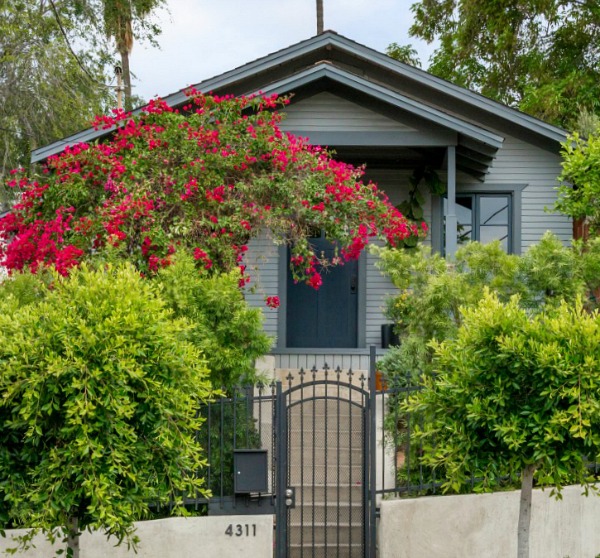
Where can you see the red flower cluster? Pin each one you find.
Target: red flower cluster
(272, 301)
(206, 180)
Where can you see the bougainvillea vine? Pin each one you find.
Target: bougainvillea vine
(206, 178)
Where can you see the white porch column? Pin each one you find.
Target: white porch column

○ ○ ○ ○ ○ ○ ○

WHAT YOU SHOULD DO. Render every line of the items above as a JSON list of strings, one string per line, with blank lines and the pictures left out.

RESULT OF THE EXERCISE.
[
  "Where can you see the red flower cluster? Pin each one you find.",
  "Target: red flower cluster",
  "(272, 301)",
  "(206, 180)",
  "Where can you see the bougainvillea vine? Pin each one you find.",
  "Target: bougainvillea vine",
  "(206, 178)",
  "Where can you see the white porch column? Pin each one you find.",
  "Target: white porch column"
]